EXCERPTED PASSAGE.
******

[rabbitmq-discuss] Huge queues - memory alarm going off

Jerry Kuch jerryk at rbcon.com
Sat Mar 9 21:33:56 GMT 2013


Hi, Tim:

I've got the following going on (version 2.8.4):

>
> - My consumers all stop (e.g. imagine a failure scenario / upgrade), but
> producers keep on producing
> - Queues start backing up
> - Memory increases with queue size
> - The high water mark gets hit and the node memory alarm goes off
>

So far, that's all what's supposed to happen.  The idea is that if the
broker has a lot of messages stacking up in memory then, regardless of
whether you asked for them to be durable or not, it will move them to the
disk to free up RAM and avoid Erlang VM GC or allocation failure disasters
that might occur due to RAM exhaustion.


> - with this being a durable queue, I anticipated RMQ would flush to disk
> and free memory.
>

One thing to note:  If the broker is under severe memory pressure, the
pushing of messages to disk will happen regardless of the queue's
durability status (also, recall that the description *durable queue* just
means that the queue's definition will survive a broker restart, it doesn't
by itself guarantee anything about the queue's *contained messages*) or
whether you published the messages with the persistent delivery mode set.

******

SUPPLIED MATERIAL.

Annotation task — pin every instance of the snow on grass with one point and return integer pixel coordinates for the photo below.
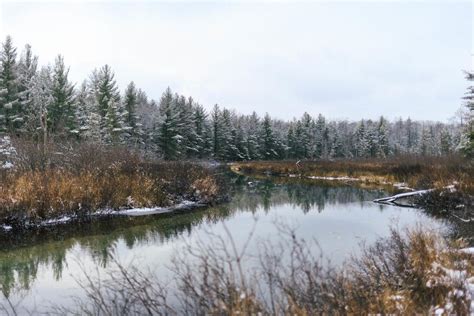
(7, 165)
(468, 250)
(6, 227)
(333, 178)
(184, 205)
(158, 210)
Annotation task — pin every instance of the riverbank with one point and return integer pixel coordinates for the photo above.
(93, 181)
(404, 174)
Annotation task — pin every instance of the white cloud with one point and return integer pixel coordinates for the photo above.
(340, 59)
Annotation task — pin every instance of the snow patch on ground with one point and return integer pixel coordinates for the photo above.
(6, 227)
(468, 250)
(403, 186)
(333, 178)
(184, 205)
(7, 165)
(157, 210)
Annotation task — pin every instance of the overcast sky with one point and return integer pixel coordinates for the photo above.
(342, 59)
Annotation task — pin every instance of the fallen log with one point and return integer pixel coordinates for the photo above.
(394, 198)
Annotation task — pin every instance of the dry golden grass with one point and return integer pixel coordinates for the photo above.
(87, 178)
(411, 273)
(417, 172)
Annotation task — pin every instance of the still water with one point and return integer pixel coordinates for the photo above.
(41, 268)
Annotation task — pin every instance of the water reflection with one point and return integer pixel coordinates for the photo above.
(22, 257)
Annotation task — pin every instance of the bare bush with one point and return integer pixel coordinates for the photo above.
(416, 272)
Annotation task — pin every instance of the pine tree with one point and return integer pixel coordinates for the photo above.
(361, 141)
(106, 99)
(253, 146)
(467, 142)
(445, 142)
(41, 93)
(320, 137)
(336, 147)
(133, 127)
(268, 146)
(203, 134)
(168, 138)
(11, 113)
(382, 138)
(27, 69)
(307, 140)
(62, 111)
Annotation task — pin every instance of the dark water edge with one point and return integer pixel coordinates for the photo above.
(26, 257)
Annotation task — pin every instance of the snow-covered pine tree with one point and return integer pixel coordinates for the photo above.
(382, 138)
(467, 140)
(307, 139)
(62, 112)
(361, 146)
(106, 99)
(41, 93)
(320, 137)
(168, 138)
(228, 148)
(445, 142)
(252, 134)
(336, 145)
(132, 124)
(268, 144)
(11, 112)
(186, 126)
(217, 142)
(27, 69)
(203, 142)
(86, 115)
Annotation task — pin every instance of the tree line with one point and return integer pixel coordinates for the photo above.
(42, 103)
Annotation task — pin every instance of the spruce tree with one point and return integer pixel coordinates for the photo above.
(27, 70)
(132, 124)
(268, 145)
(62, 112)
(168, 138)
(467, 142)
(106, 100)
(11, 113)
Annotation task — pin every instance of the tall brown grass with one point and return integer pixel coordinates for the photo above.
(412, 272)
(416, 171)
(82, 178)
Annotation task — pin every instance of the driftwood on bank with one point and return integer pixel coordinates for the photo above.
(393, 199)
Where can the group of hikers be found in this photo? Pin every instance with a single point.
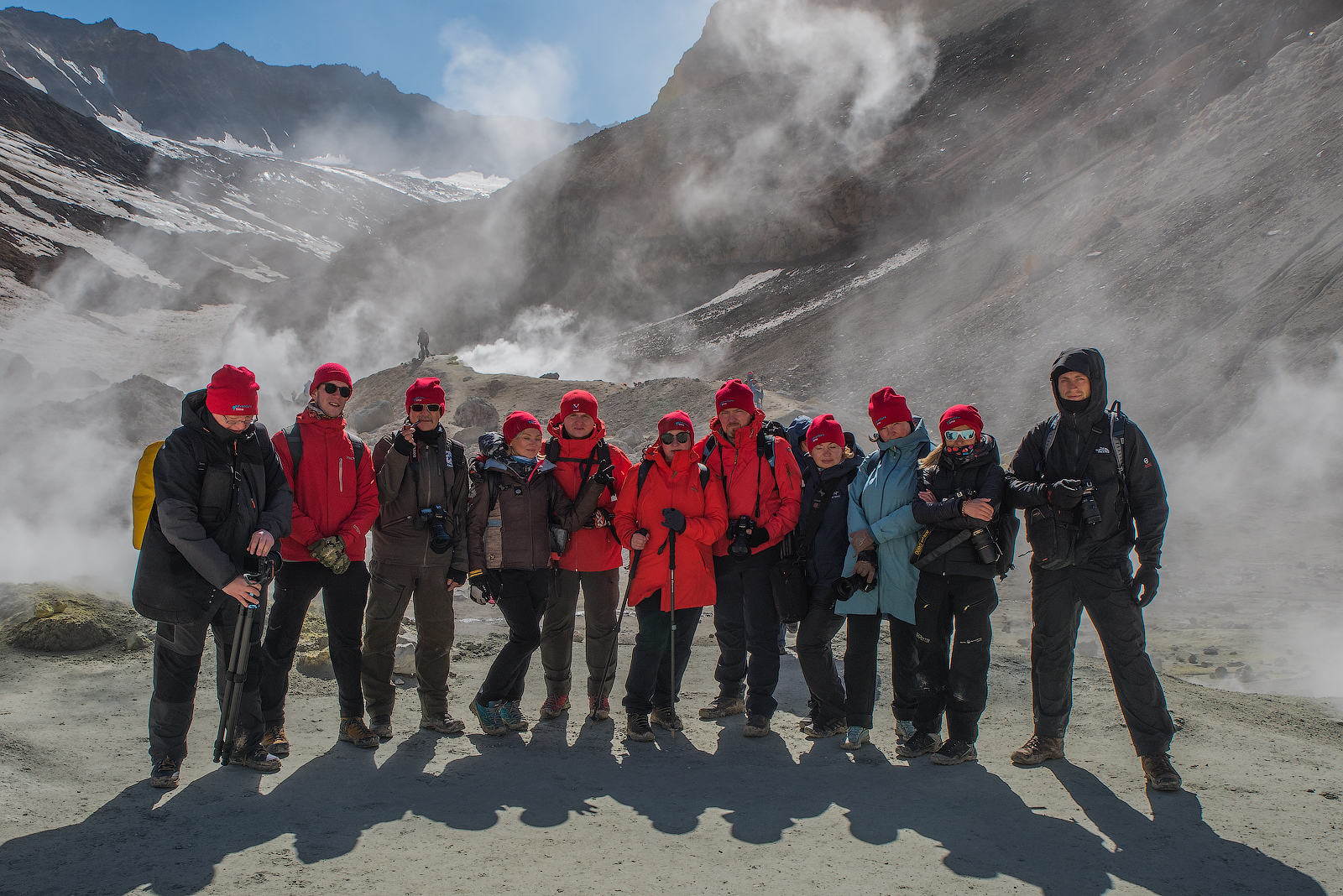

******

WHAT TO WORK ON.
1. Answer these from the mailing-list reply about huge queues:
(a) What version is given in the line "I've got the following going on"?
(b) According to the reply, what does calling a queue durable mean?
(c) What disasters does moving messages to disk help avoid?
2. Extend the mailing-list reply about huge queues, picking up after its last sentence.

OUTPUTS IN ORDER.
1.
(a) Version 2.8.4.
(b) The queue's definition will survive a broker restart. By itself, that does not guarantee anything about the messages in the queue.
(c) Erlang VM garbage-collection or allocation-failure disasters caused by RAM exhaustion.

2.
>  Could someone please explain the memory overhead for messages sitting on
> a queue?
>

The body of the message itself, plus some bookkeeping overhead the broker
uses to keep track of it.


>  I guess there is a something in memory for each message on a queue - is
> there a way to work around that? (we anticipate deliberately getting into
> this state from time to time, when we e.g. upgrade HBase)
>

Yes, the message itself will be in memory unless it's swapped out.  Indeed,
even if the message is swapped out due to memory pressure there's a tiny
bit of overhead corresponding to it that lurks in the Erlang Term Service
store that Rabbit uses...  in rare cases this latter overhead can cause
grief on its own, if things are allowed to stay out of balance too long.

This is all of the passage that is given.